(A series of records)
* begin *

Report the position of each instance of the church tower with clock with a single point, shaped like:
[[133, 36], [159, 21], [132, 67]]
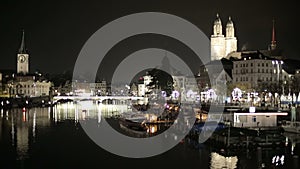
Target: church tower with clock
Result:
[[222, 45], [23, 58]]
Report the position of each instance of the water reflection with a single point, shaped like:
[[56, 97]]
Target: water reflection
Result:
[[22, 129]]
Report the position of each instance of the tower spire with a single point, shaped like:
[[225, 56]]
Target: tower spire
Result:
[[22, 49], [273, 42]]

* end *
* begin *

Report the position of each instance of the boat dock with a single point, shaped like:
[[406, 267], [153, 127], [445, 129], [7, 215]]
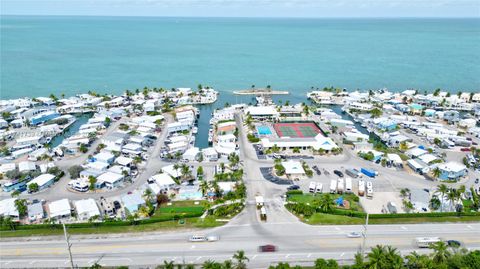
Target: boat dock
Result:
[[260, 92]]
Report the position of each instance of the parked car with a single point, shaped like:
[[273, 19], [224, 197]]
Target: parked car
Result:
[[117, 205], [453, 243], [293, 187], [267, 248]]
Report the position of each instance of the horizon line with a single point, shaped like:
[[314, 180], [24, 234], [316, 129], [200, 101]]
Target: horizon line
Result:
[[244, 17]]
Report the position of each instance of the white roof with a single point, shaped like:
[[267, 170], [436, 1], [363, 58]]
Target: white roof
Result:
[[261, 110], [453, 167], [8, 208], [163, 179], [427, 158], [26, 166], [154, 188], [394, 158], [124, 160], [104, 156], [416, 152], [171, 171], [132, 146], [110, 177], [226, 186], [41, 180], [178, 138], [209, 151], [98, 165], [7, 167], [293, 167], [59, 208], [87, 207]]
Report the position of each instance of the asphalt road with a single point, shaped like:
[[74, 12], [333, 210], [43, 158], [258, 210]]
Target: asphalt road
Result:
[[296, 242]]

* end *

-- Given task --
Can you rewrite every line between the line holding "Report the position of each instance of the water" and the line holding "[[22, 49], [273, 42]]", inclusive, with each coordinate on the lines after "Result:" multiplied by 1.4 and rounded to the nearest whole number, halves rounding up? All other lines and numbers should stay unchanged.

-- Final answer --
Report the position of each instance of the water reflection with a single point, shaped like:
[[56, 97]]
Target: water reflection
Result:
[[31, 181]]
Report the position of each instance of the tower spire with a single point, shaped like:
[[225, 56]]
Target: tower spire
Result:
[[31, 69], [382, 59]]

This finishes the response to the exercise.